- [Material for this exercise]
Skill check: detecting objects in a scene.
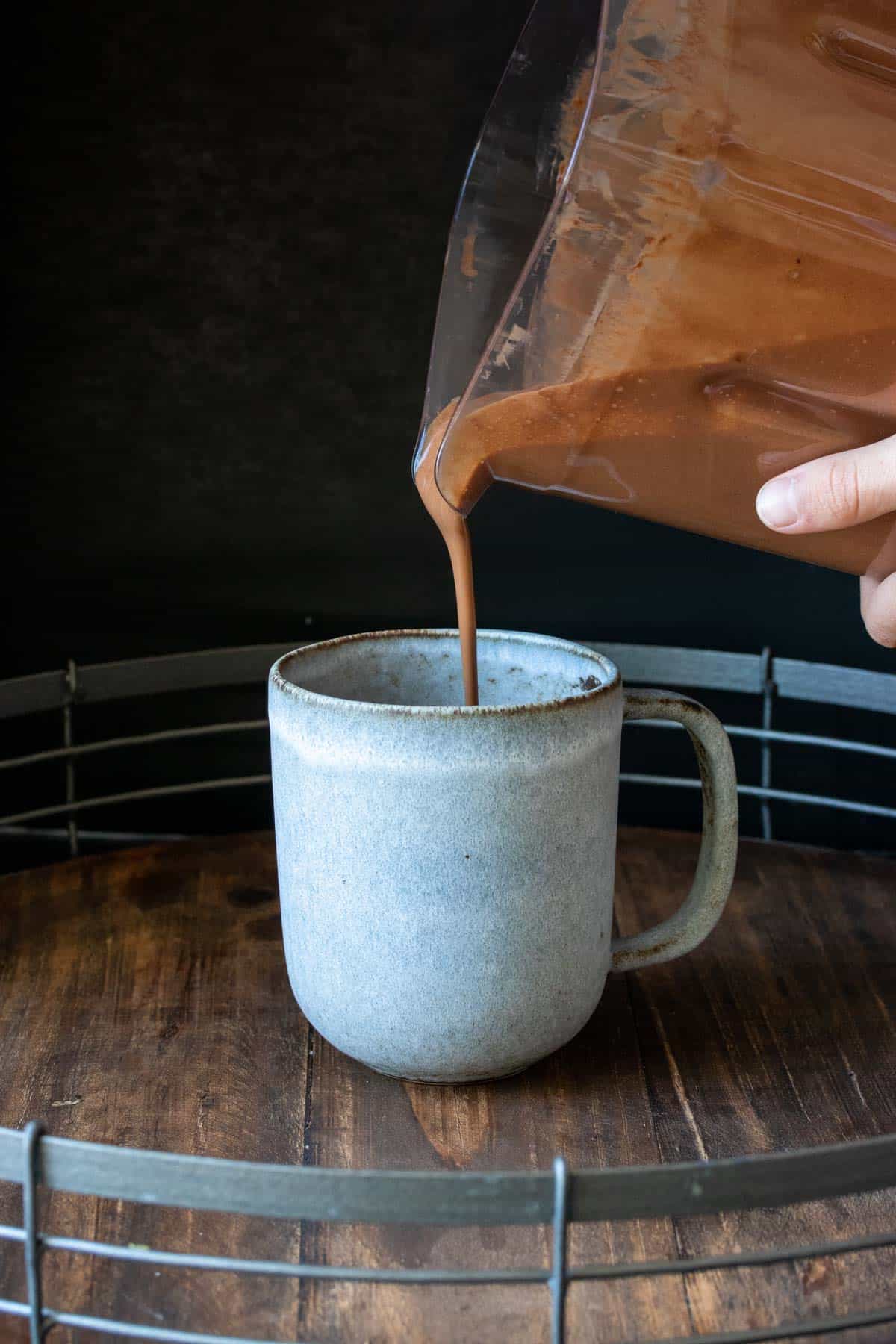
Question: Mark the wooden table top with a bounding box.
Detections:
[0,830,896,1344]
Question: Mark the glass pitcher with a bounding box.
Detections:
[415,0,896,573]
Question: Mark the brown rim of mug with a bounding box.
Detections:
[270,628,622,719]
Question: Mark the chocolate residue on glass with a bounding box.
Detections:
[417,0,896,703]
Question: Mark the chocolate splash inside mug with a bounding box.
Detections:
[269,630,738,1083]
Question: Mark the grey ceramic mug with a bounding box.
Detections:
[269,630,738,1083]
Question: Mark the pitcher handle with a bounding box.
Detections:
[612,691,738,971]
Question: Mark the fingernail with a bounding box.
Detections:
[756,476,799,528]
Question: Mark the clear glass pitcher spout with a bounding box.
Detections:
[415,0,896,573]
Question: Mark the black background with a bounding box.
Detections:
[0,0,895,854]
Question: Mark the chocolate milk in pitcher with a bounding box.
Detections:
[415,0,896,703]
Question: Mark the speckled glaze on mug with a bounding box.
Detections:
[269,630,738,1083]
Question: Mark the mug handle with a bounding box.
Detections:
[612,691,738,971]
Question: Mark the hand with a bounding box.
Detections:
[756,434,896,649]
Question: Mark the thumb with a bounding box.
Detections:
[756,435,896,534]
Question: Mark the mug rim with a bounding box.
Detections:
[269,626,622,719]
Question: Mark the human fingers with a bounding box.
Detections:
[756,434,896,535]
[861,574,896,649]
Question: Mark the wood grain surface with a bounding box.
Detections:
[0,830,896,1344]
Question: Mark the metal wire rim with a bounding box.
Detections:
[0,644,896,1344]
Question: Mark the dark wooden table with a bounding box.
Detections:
[0,830,896,1344]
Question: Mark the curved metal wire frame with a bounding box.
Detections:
[0,644,896,852]
[0,645,896,1344]
[0,1124,896,1344]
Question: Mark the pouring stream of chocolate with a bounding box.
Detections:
[415,0,896,704]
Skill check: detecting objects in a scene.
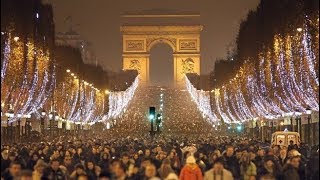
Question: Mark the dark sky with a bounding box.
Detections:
[47,0,259,74]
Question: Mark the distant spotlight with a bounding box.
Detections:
[13,36,20,42]
[237,126,242,131]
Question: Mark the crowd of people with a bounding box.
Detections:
[1,87,319,180]
[1,135,319,180]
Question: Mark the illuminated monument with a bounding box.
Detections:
[120,9,202,85]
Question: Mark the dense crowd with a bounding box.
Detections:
[1,135,319,180]
[1,87,319,180]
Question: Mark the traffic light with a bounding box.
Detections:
[157,114,162,124]
[149,107,156,120]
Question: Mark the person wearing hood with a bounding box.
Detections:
[204,157,233,180]
[283,156,301,180]
[32,159,49,180]
[179,155,203,180]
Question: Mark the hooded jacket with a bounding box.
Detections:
[179,164,203,180]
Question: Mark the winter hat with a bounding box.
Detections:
[186,156,196,164]
[292,149,301,156]
[165,173,179,180]
[213,157,224,165]
[34,159,48,169]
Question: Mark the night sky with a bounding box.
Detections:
[47,0,259,83]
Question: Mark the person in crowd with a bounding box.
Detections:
[164,172,179,180]
[240,153,257,180]
[1,161,21,180]
[257,156,281,179]
[179,155,203,180]
[99,152,111,172]
[112,161,129,180]
[121,152,134,176]
[70,163,87,180]
[1,149,10,174]
[143,164,160,180]
[48,159,66,179]
[283,156,302,180]
[158,158,174,179]
[278,147,289,169]
[204,157,233,180]
[86,159,99,180]
[223,146,240,179]
[32,159,49,180]
[17,169,34,180]
[253,148,265,169]
[27,153,39,171]
[61,156,74,174]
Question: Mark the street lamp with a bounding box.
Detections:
[24,114,31,137]
[17,114,22,142]
[288,112,294,131]
[5,109,14,142]
[49,112,54,137]
[40,109,47,134]
[13,36,20,42]
[306,107,312,146]
[294,109,302,134]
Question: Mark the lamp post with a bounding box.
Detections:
[25,114,31,138]
[5,109,14,142]
[288,112,294,131]
[306,107,312,146]
[17,114,22,142]
[40,109,47,134]
[276,113,281,131]
[295,110,302,135]
[49,112,54,138]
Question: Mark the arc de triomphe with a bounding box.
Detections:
[120,12,202,85]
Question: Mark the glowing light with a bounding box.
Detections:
[13,36,20,42]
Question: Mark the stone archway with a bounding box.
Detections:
[121,25,202,85]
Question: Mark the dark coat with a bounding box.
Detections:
[283,164,300,180]
[223,155,240,178]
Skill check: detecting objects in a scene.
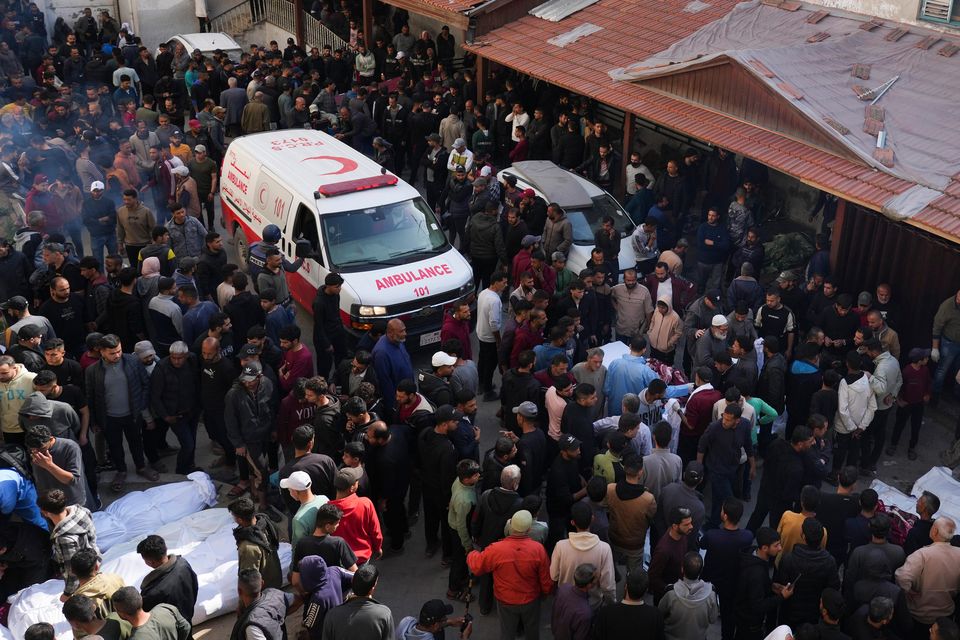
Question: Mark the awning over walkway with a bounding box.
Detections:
[467,0,960,241]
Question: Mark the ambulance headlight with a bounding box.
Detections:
[360,305,387,317]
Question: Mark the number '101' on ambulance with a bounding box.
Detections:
[220,130,473,346]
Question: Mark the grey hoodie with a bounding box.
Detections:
[659,578,720,640]
[396,616,436,640]
[19,391,80,440]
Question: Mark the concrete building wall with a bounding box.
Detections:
[810,0,960,34]
[409,13,466,58]
[36,0,241,51]
[236,21,294,50]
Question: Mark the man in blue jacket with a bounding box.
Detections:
[696,208,730,293]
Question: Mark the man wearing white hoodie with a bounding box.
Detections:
[0,355,37,444]
[860,338,903,476]
[659,551,720,640]
[550,502,617,611]
[833,351,877,474]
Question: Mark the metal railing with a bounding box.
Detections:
[210,0,348,50]
[210,0,266,36]
[303,11,347,50]
[265,0,297,34]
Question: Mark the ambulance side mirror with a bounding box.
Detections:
[295,240,315,260]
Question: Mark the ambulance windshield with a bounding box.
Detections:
[320,198,450,270]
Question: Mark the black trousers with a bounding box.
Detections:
[447,531,470,593]
[423,491,453,558]
[477,340,498,393]
[203,409,237,467]
[714,585,737,640]
[123,244,147,272]
[890,402,923,449]
[472,258,497,291]
[383,494,409,551]
[860,408,893,469]
[103,416,146,473]
[833,433,863,471]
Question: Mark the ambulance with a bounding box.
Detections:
[220,129,474,347]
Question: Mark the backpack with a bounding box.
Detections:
[876,500,920,547]
[0,444,33,482]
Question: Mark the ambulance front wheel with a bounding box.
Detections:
[233,224,250,273]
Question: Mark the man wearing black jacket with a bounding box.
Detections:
[223,271,264,350]
[366,422,413,553]
[137,535,199,622]
[313,273,347,378]
[747,425,813,531]
[547,436,592,550]
[774,518,840,629]
[417,404,463,558]
[560,382,597,478]
[736,527,793,640]
[470,464,522,615]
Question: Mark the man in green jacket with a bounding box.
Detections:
[447,458,480,601]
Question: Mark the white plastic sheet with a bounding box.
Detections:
[870,480,917,513]
[0,509,292,640]
[93,471,217,553]
[913,467,960,522]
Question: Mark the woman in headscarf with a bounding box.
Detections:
[171,165,202,220]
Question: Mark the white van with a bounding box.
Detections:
[497,160,637,277]
[155,32,243,62]
[220,129,474,346]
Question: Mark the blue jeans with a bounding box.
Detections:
[63,216,85,256]
[170,417,197,475]
[707,469,737,529]
[90,234,117,269]
[933,338,960,393]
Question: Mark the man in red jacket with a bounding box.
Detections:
[440,302,473,360]
[330,467,383,564]
[677,367,723,465]
[467,510,553,640]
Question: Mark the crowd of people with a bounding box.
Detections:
[0,0,960,640]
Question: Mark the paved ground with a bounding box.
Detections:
[95,201,958,640]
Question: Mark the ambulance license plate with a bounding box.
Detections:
[420,331,440,347]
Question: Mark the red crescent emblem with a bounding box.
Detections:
[300,156,357,176]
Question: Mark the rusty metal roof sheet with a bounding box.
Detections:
[465,0,960,241]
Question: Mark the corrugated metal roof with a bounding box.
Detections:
[547,22,603,48]
[465,0,960,241]
[530,0,597,22]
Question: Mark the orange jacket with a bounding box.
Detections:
[467,536,553,605]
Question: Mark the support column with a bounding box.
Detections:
[830,198,847,273]
[476,55,493,105]
[293,0,307,48]
[614,112,633,202]
[363,0,374,51]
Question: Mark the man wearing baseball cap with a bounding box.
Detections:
[330,467,383,565]
[7,324,47,373]
[0,296,57,349]
[417,404,463,561]
[506,400,547,496]
[417,351,457,407]
[397,600,473,640]
[547,433,587,549]
[467,509,553,640]
[80,180,117,267]
[280,471,329,546]
[223,360,276,511]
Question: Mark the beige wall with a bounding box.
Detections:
[810,0,960,34]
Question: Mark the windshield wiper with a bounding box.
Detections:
[337,260,403,269]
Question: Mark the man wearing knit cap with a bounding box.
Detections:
[693,313,730,369]
[467,509,553,640]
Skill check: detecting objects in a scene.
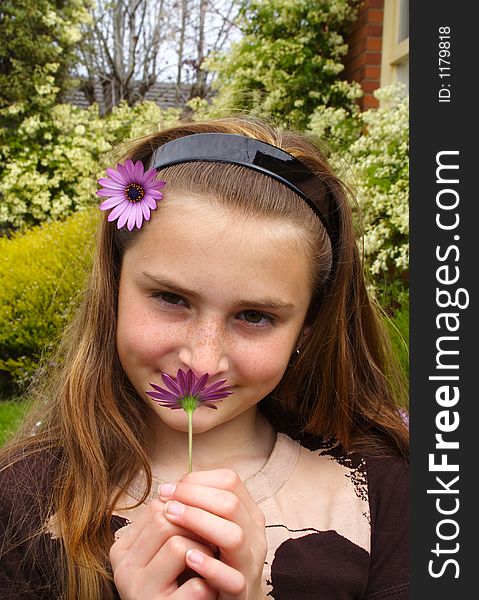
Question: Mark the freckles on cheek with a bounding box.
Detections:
[241,346,289,381]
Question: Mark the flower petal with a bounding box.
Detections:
[135,203,143,229]
[134,160,145,179]
[140,201,151,221]
[125,159,135,178]
[117,202,132,229]
[99,196,125,210]
[106,165,126,185]
[142,195,157,210]
[161,373,182,396]
[97,177,126,190]
[108,200,128,221]
[145,190,163,200]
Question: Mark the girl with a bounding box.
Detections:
[0,118,408,600]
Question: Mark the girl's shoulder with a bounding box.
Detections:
[0,448,59,600]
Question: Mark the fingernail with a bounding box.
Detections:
[165,501,185,515]
[158,483,176,498]
[186,550,205,565]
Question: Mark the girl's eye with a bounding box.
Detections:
[240,310,276,327]
[153,292,187,306]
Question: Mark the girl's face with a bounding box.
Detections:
[117,195,312,433]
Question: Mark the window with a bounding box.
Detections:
[380,0,409,93]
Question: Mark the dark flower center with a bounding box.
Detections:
[125,183,145,203]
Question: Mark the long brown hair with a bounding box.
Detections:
[3,118,407,600]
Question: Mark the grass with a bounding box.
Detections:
[0,400,27,446]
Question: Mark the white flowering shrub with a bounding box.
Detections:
[0,102,179,229]
[310,85,409,298]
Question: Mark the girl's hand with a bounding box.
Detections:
[159,469,267,600]
[110,499,217,600]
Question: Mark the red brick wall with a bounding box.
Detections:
[343,0,384,109]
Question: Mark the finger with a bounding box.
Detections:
[164,500,249,566]
[144,535,213,589]
[110,500,216,568]
[158,481,252,526]
[172,469,262,520]
[170,577,218,600]
[186,548,246,598]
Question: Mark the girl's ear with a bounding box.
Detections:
[298,325,313,348]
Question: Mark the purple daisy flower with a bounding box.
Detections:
[146,369,233,410]
[146,369,233,473]
[96,159,166,231]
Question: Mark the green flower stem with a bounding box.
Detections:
[180,396,198,473]
[187,410,193,473]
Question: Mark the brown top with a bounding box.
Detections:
[0,434,408,600]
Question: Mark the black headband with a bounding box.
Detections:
[149,133,339,248]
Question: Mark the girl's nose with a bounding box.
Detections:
[178,326,229,377]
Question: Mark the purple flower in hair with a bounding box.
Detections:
[146,369,233,473]
[97,159,166,231]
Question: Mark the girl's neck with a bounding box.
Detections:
[151,406,276,481]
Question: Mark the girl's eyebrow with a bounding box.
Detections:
[142,271,295,312]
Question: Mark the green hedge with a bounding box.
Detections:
[0,210,98,389]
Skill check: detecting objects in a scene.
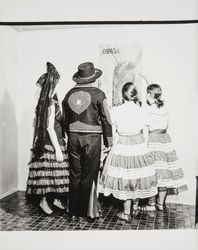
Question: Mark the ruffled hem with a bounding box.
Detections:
[118,134,146,145]
[99,175,157,199]
[26,185,69,195]
[110,153,155,169]
[153,150,178,163]
[99,186,157,200]
[148,132,171,144]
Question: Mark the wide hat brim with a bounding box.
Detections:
[73,69,102,84]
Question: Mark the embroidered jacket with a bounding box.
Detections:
[62,84,112,147]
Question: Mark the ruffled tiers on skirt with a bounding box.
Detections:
[148,132,187,191]
[26,140,69,195]
[99,134,157,200]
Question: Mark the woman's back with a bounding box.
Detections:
[146,104,169,131]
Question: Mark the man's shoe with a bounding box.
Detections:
[70,215,78,221]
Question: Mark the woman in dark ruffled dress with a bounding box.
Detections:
[26,62,69,214]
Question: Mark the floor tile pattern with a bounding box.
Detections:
[0,192,195,231]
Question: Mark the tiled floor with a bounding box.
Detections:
[0,192,195,231]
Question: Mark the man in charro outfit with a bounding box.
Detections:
[62,62,112,219]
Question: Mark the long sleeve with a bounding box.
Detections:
[62,95,69,134]
[100,94,113,147]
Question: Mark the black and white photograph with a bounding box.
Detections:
[0,0,198,250]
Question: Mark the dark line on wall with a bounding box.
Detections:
[0,19,198,26]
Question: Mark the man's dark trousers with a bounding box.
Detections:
[68,132,101,217]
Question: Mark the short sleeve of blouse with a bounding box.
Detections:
[110,108,117,124]
[142,108,151,126]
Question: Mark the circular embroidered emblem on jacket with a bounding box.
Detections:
[68,91,91,115]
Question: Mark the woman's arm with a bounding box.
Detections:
[143,126,148,143]
[47,104,63,161]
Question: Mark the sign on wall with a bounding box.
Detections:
[99,44,142,106]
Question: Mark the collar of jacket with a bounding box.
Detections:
[74,83,93,88]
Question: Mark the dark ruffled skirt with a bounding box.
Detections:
[26,141,69,196]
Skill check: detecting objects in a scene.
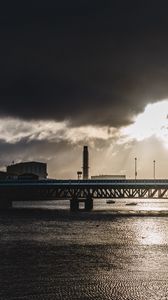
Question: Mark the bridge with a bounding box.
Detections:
[0,179,168,211]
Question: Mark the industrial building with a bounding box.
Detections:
[7,161,48,179]
[91,175,126,180]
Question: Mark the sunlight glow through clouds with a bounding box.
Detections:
[121,100,168,147]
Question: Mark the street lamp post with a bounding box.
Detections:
[135,157,137,180]
[153,160,156,179]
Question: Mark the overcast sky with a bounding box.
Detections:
[0,0,168,178]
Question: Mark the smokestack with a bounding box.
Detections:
[83,146,89,179]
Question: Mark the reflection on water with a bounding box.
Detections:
[0,200,168,300]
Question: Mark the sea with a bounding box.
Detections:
[0,199,168,300]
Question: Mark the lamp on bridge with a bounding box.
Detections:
[135,157,137,180]
[153,160,156,179]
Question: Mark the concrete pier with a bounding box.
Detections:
[70,198,79,211]
[70,198,93,212]
[0,199,12,209]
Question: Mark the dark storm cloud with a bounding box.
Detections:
[0,1,168,126]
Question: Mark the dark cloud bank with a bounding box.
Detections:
[0,1,168,126]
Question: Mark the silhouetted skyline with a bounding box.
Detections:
[0,0,168,178]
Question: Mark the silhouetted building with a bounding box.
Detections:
[0,171,7,179]
[83,146,89,179]
[91,175,126,180]
[7,161,47,179]
[77,171,82,180]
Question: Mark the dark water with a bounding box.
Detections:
[0,201,168,300]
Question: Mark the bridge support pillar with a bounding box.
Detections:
[85,198,93,211]
[70,198,79,211]
[0,199,12,210]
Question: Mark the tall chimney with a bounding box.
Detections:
[83,146,89,179]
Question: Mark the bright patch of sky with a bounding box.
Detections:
[121,99,168,147]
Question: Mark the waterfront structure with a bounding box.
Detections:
[0,179,168,211]
[7,161,47,179]
[83,146,89,180]
[91,174,126,180]
[77,171,82,180]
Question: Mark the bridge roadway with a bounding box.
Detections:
[0,179,168,211]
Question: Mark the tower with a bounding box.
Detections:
[83,146,89,179]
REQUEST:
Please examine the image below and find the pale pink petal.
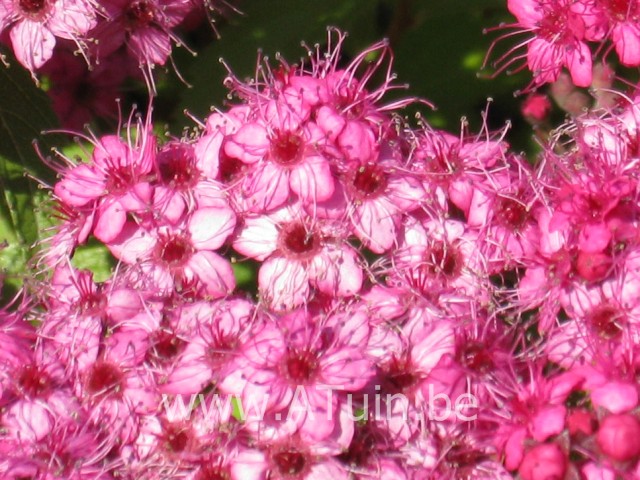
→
[233,216,278,262]
[242,162,290,211]
[353,197,398,253]
[92,135,131,174]
[194,132,224,178]
[611,22,640,67]
[566,42,593,87]
[93,200,127,243]
[289,155,334,205]
[54,165,105,207]
[47,0,96,40]
[258,257,309,310]
[107,223,156,264]
[224,123,269,163]
[591,381,638,413]
[530,405,567,442]
[129,27,171,65]
[188,207,236,250]
[309,246,363,296]
[187,251,236,298]
[527,37,564,85]
[507,0,544,28]
[9,19,56,72]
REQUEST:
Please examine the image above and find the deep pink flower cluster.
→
[496,0,640,87]
[0,0,225,125]
[6,28,640,480]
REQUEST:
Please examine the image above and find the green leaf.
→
[0,49,56,296]
[178,0,384,126]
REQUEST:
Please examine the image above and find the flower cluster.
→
[0,0,228,129]
[496,0,640,87]
[0,15,640,480]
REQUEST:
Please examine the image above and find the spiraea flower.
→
[0,0,96,74]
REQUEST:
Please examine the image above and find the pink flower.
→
[0,0,96,75]
[108,204,236,297]
[239,310,374,441]
[233,204,363,310]
[224,99,334,212]
[91,0,193,73]
[496,0,592,87]
[54,123,156,243]
[315,144,425,253]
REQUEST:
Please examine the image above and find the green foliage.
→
[0,56,56,296]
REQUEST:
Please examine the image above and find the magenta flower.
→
[54,125,156,243]
[108,205,236,297]
[239,310,374,441]
[0,0,96,75]
[224,100,334,211]
[233,204,363,310]
[496,0,592,87]
[91,0,193,71]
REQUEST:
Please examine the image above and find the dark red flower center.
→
[459,341,493,373]
[271,130,304,166]
[285,350,318,384]
[156,145,199,188]
[538,5,569,43]
[271,449,307,475]
[18,0,48,18]
[124,0,155,28]
[209,332,238,366]
[588,305,623,340]
[385,355,420,392]
[279,222,320,260]
[606,0,638,20]
[150,330,187,362]
[218,153,245,183]
[86,362,124,394]
[18,364,51,397]
[164,424,190,453]
[495,197,529,232]
[351,163,387,199]
[19,0,47,14]
[338,422,380,467]
[158,235,194,267]
[195,465,231,480]
[425,242,464,280]
[107,165,136,193]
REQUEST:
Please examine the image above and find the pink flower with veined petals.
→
[153,142,227,223]
[497,0,593,87]
[107,204,236,297]
[396,218,486,298]
[367,315,456,405]
[313,145,425,253]
[156,299,260,395]
[224,100,334,212]
[233,310,374,441]
[54,122,156,243]
[0,0,96,74]
[233,204,363,310]
[91,0,193,74]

- [Request] Can you write out, word for word, the part of the data above that opens with the line containing "Question: Mark the man in green" and closes with the line containing "[171,165,202,220]", keeping both of those lines?

- [Output for this task]
Question: Mark the man in green jacket with a bounding box.
Detections:
[447,458,480,601]
Question: Mark the white plastic sheet with a bounding box.
Detections:
[870,480,917,513]
[0,509,292,640]
[93,471,217,553]
[913,467,960,522]
Question: Mark the woman in headscarf with a bounding box.
Detections:
[171,165,202,220]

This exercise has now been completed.